◆ **Source material**:
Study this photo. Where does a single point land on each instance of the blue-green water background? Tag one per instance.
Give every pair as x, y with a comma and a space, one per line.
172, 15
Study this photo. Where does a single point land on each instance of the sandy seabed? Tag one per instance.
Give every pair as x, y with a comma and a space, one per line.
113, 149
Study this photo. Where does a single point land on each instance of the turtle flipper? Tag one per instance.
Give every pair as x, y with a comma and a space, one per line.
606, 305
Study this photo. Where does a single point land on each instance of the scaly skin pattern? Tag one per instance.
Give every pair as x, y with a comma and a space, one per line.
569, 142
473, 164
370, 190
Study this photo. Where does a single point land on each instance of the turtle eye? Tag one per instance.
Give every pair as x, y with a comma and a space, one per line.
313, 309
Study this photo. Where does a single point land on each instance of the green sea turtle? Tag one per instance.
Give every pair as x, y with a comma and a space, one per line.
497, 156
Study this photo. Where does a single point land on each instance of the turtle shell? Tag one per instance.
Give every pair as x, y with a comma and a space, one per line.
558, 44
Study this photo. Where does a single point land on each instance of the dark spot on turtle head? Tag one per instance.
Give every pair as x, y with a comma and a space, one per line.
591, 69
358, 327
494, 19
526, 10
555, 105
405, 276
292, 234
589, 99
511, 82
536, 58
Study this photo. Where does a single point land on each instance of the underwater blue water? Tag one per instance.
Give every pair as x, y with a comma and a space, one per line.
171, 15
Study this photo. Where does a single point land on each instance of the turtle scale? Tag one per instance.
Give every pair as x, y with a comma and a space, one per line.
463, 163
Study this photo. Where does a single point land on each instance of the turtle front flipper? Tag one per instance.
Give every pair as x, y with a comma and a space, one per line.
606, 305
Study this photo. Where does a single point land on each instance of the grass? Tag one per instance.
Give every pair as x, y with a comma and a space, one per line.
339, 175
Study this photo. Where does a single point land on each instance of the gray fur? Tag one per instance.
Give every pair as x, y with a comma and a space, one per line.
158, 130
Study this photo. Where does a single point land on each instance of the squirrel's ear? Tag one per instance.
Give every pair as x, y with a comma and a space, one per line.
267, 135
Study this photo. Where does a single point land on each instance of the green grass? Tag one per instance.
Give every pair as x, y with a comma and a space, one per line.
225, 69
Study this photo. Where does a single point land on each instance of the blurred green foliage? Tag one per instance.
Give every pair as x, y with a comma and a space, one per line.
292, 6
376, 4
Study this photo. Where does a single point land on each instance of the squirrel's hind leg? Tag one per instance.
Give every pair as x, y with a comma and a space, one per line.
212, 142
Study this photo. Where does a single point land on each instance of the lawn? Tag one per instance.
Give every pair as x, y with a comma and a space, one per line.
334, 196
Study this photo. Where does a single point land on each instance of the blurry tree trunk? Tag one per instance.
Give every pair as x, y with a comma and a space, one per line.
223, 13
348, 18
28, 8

◆ **Problem description**: Each record above should be repeated exactly.

◆ **Exercise solution**:
Study this photo. Where does a single point land on each instance of the blue-green water background? Tag one per instance.
Give every pair as x, y with a comma and a space, one per line.
172, 15
Study this photo. Where does a single point land on each instance of the sandy seabed? Tag one per instance.
Give every pair as x, y with a comma and a space, one per line.
113, 149
Study this photo. Where does a single point land on each instance of the turtle flipper? Tag one per instance.
Give every pair as x, y with a comma and a space, one per line.
606, 305
Study this photo. Where does a single point land on each instance of the scaly skin pattern? Tag one per instance.
Give every pair as x, y with a comma and a space, one per line.
569, 142
473, 164
370, 190
Study this photo. Where does a single point land on each instance of the turtle eye? Tag one per instance.
Give every pair as x, y with a comma and a space, one per line.
313, 309
Study this photo. Where does a single point land on each instance of the green sea turtle? Tag one per instance.
Give every pair as x, y with a comma and a space, one per line.
497, 156
Study this photo. Where does a single point land on each instance of the turtle shell? Tag one per instance.
Give every pair as x, y with a comma and a space, one per line.
558, 44
Study this photo. Where does a single point land on each instance of the dark spot on turtle head? Tag one per instance.
Give every pair as x, y with a comma and a space, one per line.
591, 69
358, 327
494, 19
526, 10
555, 105
405, 276
292, 234
589, 99
511, 82
536, 58
Study this photo. Where does a single point land on each instance of the underwater blue water? Tag one per instance.
Give every pair as x, y with a comma and a space, one per line.
171, 15
Study this photo. Where does a single point land on each instance of the turtle scale? Tag one per instance.
Give every pair as x, y with a comma and a space, one per line.
463, 163
Study this photo. Where does a single point land on each instance of the turtle front flipper? Tag one per instance.
Give every pair as x, y with a comma and a space, one per line.
606, 305
Study this photo. Where does a single point land on each instance of the grass? Tag one per instance.
Give every pair as x, y with a comma and a space, one per line.
339, 175
Study this photo. Where does a single point land on each instance of the gray fur? Tag one per instance.
Give every pair as x, y with a comma and a space, one per line.
158, 130
Study this photo. Where does a single point land on each instance of the squirrel's ear? Tag one per instance.
Give every pair as x, y with a comma and a space, one per line.
267, 135
Study this photo. Where does a single point land on each instance of the green grass? Tag one per instance.
Give every pair as x, y with a comma and a space, one per line.
225, 69
Study this photo. Where does a single point land on each instance of the blurred green foliage? Tag one per instance.
Give every pair as x, y with a comma and a space, one per line.
292, 6
376, 4
Study this photo. Where does a single point land on each instance of the squirrel's hind leg? Tag one per instance.
Give every pair as x, y with a comma and a space, one per line.
212, 142
Study this photo. Where does a single point land on each instance of the lawn? Tag one per instance.
Give every pair as x, y with a comma and a space, one per line.
334, 196
Study this photo. Where does a single point land on each instance of the blurry tree trunk? Tag one per instance.
Give every pair as x, y with a comma and a space, one per line.
223, 13
348, 18
28, 8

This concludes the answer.